> **WHAT TO DO**: Pick out each line in the records below that contains the word "sand", and copy those lines.
☆ ☆ ☆ ☆ ☆ ☆ ☆
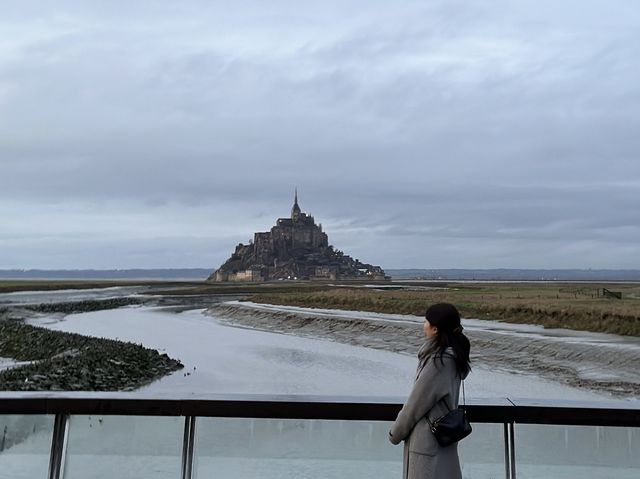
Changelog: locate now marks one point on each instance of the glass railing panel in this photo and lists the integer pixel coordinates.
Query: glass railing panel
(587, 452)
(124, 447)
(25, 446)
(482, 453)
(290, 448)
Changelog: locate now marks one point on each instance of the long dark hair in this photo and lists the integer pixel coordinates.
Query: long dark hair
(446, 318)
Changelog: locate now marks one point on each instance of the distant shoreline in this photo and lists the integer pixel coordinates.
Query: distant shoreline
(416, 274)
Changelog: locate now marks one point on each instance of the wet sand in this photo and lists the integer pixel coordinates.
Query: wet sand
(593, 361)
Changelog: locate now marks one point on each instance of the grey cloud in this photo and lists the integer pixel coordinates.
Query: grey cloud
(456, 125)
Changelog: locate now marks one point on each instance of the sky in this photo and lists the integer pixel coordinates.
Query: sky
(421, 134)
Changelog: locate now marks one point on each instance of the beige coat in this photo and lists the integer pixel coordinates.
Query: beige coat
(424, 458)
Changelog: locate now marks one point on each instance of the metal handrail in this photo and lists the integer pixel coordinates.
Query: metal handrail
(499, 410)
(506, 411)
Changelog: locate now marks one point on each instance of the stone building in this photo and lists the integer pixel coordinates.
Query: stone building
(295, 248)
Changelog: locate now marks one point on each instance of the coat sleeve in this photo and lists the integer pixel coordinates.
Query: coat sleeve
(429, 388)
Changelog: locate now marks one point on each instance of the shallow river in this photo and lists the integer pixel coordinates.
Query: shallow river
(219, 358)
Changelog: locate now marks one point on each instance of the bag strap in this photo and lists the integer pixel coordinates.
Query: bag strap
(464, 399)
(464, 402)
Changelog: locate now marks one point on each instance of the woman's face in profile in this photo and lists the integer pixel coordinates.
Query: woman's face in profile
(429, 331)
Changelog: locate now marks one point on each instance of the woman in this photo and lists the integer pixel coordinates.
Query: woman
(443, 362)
☆ ☆ ☆ ☆ ☆ ☆ ☆
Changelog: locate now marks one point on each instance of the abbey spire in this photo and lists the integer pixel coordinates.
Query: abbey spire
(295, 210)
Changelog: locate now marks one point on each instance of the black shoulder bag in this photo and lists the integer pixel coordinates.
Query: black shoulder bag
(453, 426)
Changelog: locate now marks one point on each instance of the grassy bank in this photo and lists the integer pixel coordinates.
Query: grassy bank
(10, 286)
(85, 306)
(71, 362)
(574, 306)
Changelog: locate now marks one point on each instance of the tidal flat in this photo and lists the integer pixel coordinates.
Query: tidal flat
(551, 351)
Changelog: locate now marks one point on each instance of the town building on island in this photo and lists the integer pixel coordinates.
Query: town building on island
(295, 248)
☆ ☆ ☆ ☆ ☆ ☆ ☆
> **COMPLETE RESPONSE**:
Changelog: locate now marks one point on each instance of the wet sand in this photo and lists the integer pixel coordinates.
Query: wet sand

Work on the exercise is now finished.